▸ Written task A
Answer these about the Doctor Who review below:
(i) Which music makes the reviewer say "Awesome"?
(ii) What color is one of the background cybermen instead of silver?
(iii) What kept distracting the reviewer during the first 10 minutes of Part Two?

▸ Source

━━━━━━

Weird caps in the titles in opening credits. It’s like they’re shouting at us. And what is the point in keeping the monsters secret in the opening sequence in the sewers if you’re going to put their name in the f*cking title?
Peri still being obviously scared of the Doctor is good continuity but a bad choice. I’m not sure the return of the creepy Resurrection policemen is welcome either. I do like Colin wanting to help a stranger alien, and obviously having filthy thoughts about the Terrible Zodin. The bit where he starts a fight with an armed policeman is baffling. The Doctor telling Peri to shoot an undercover cop is *mental*.
Oooh the Earthshock music! Awesome. The appearance of the cybermen would be better if this story had a different title.
Lot of pointless continuity. The list of companion names the Doctor keeps calling Peri. Totter’s Yard (that definitely isn’t Shoreditch by the way). The dramatic sting when Lytton says “the planet... Telos” because everyone obviously remembers an 18 year old story which at this point doesn’t exist. [1967’s Tomb of the Cybermen, not rediscovered until 1991]. How the f*ck does the Doctor remember Lytton, with whom he shared one scene?
Is this the first time they properly play the “Cybermen will make you like them” angle? Huh, one of the background cybermen is black rather than silver. WTF? Also these cybermen die too easily. And too many people shout “No” at the cliffhanger. Which has the same final line as Earthshock 1 with a slightly different pronoun.
Still. An improvement on Twin at least.
82 to go.
Attack of the Cybermen, Part Two
“It didn’t go very well, did it.” Took me the length of the episode to get through the first 10 minutes because I kept getting distracted by Twitter, which is never a great sign. Anyway.
Even more than Resurrection, which at least manages to stay quite action-y in part two, this is a come down from part one. The two big problems everyone knows about:
1) The violence. The cybermen randomly beating the Doctor up to teach him a lesson. The bit where they literally torture Lytton. In Earthshock, even in Resurrection, I could understand the dramatic reason for it – to say that the old monsters we haven’t seen in years are bigger than the normal ones – but here the explanation just seems to be “Eric Saward”. There are moments, like when the cyberleader complains that the Doctor has lied to them, when I’m not entirely certain the script editor isn’t on the monsters’ side.

━━━━━━

▸ Input data
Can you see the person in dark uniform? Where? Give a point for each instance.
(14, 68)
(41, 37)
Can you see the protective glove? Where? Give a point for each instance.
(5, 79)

━━━━━━

▸ Written task B
Can you write out all the records again, swapping "instance" for "occurrence" and changing nothing else?

▸ Exercise solution A
(i) The Earthshock music.
(ii) Black.
(iii) Twitter.

▸ Exercise solution B
Can you see the person in dark uniform? Where? Give a point for each occurrence.
(14, 68)
(41, 37)
Can you see the protective glove? Where? Give a point for each occurrence.
(5, 79)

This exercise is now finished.